─── TEXTE SOURCE ───
La réserve héréditaire exclue de l’ordre public international

Publié le 14/12/2017

La Cour de cassation a rendu deux importants arrêts le 27 septembre 2017 dans lesquels elle a décidé qu’une loi étrangère ignorant la réserve héréditaire n’est pas, en soi, contraire à l’ordre public international français et ne peut être écartée que si son application concrète, au cas d’espèce, conduit à une situation incompatible avec les principes du droit français considérés comme essentiels. Cette approche s’intègre parfaitement dans un contexte d’anticipation successorale que les nouvelles règles de droit international privé issues du règlement européen du 4 juillet 2012 visent à promouvoir.

Cass. 1re civ., 27 sept. 2017, no 16-13151

Cass. 1re civ., 27 sept. 2017, no 16-17198

En droit français, la réserve héréditaire est assurément une limite importante à la liberté de disposer du testateur. En droit interne, son caractère d’ordre public a été récemment rappelé à l’occasion d’une question écrite posée au ministre de la Justice quant à l’opportunité d’introduire davantage de flexibilité dans ce mécanisme. En effet, dans sa réponse, le ministre a justifié le caractère d’ordre public de la réserve héréditaire en insistant sur le fait que cette institution « assure la protection de la cohésion du groupe familial en réalisant une égalité entre les enfants quel que soit le mode d’établissement de leur filiation et en imposant au de cujus un devoir d’assistance économique envers ses proches »1.
───
▶ CONSIGNE DE TRAVAIL
Recopiez le passage de l'article sur la réserve héréditaire qui commence aux mots « Publié le 14/12/2017 » et se termine après « visent à promouvoir. », en changeant « Cour de cassation » en « haute juridiction ».
─── ENTRÉES ENREGISTRÉES ───
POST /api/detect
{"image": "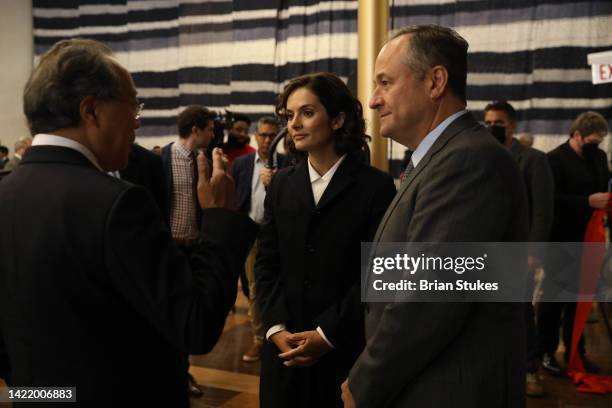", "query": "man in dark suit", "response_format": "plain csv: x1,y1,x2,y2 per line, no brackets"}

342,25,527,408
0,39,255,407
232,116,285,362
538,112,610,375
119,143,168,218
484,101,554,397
───
─── ENTRÉES ENREGISTRÉES ───
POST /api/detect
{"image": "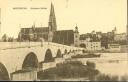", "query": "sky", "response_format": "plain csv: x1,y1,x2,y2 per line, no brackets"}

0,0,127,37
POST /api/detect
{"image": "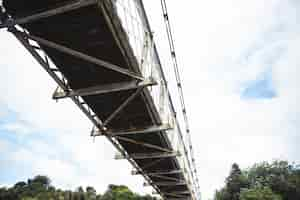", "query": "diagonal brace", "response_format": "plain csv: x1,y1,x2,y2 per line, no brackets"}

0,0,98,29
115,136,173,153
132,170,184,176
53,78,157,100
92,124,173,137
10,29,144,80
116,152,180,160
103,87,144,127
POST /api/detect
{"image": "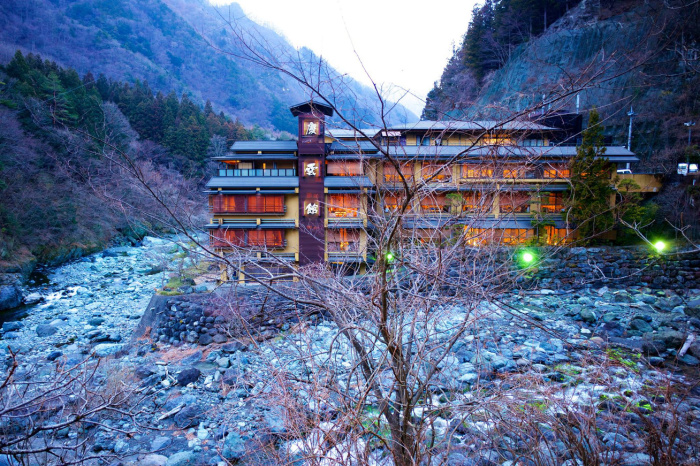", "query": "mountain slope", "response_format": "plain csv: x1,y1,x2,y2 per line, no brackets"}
───
▶ RÉPONSE RÉDIGÉE
Publié le 14/12/2017

La haute juridiction a rendu deux importants arrêts le 27 septembre 2017 dans lesquels elle a décidé qu’une loi étrangère ignorant la réserve héréditaire n’est pas, en soi, contraire à l’ordre public international français et ne peut être écartée que si son application concrète, au cas d’espèce, conduit à une situation incompatible avec les principes du droit français considérés comme essentiels. Cette approche s’intègre parfaitement dans un contexte d’anticipation successorale que les nouvelles règles de droit international privé issues du règlement européen du 4 juillet 2012 visent à promouvoir.